━━━ MATERIAL SUPPLIED

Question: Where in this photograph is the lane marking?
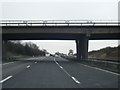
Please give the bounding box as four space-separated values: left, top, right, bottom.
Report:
54 57 81 84
72 77 81 84
2 62 15 65
40 57 46 61
0 76 13 83
26 65 30 68
61 67 73 77
80 63 120 76
60 66 63 69
35 62 37 63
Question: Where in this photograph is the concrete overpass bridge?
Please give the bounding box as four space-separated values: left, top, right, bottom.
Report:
1 20 120 60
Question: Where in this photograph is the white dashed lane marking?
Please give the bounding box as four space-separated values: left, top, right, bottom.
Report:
71 77 81 84
54 57 81 84
0 76 13 83
26 65 30 68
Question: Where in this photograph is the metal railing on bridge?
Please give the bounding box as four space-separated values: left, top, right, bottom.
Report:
0 20 120 26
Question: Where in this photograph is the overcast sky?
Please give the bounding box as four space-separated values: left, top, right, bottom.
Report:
1 0 119 54
1 0 119 20
20 40 119 54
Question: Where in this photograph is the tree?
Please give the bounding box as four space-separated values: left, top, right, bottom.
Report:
6 41 47 57
68 49 73 55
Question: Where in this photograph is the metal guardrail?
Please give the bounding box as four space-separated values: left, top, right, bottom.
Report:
0 20 120 26
88 58 120 63
62 56 120 73
81 59 120 73
62 56 120 64
86 59 120 65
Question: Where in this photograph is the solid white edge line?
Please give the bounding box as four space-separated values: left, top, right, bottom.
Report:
80 64 120 76
26 65 30 68
54 57 81 84
0 76 13 83
41 57 46 61
2 62 15 65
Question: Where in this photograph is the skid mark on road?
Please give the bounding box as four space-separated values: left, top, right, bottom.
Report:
54 57 81 84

━━━━━━

**ASSIGNMENT:** Scan the lines above for "Question", then copy every one that has it.

**RESPONSE TO THE EXERCISE:**
Question: Where in this photograph is the lane marking?
Question: Where in this photograph is the concrete overpass bridge?
Question: Where in this photograph is the white dashed lane marking?
Question: Where in this photograph is the metal railing on bridge?
Question: Where in this photograph is the overcast sky?
Question: Where in this photograph is the tree?
Question: Where in this photograph is the metal guardrail?
Question: Where in this photograph is the solid white edge line?
Question: Where in this photograph is the skid mark on road?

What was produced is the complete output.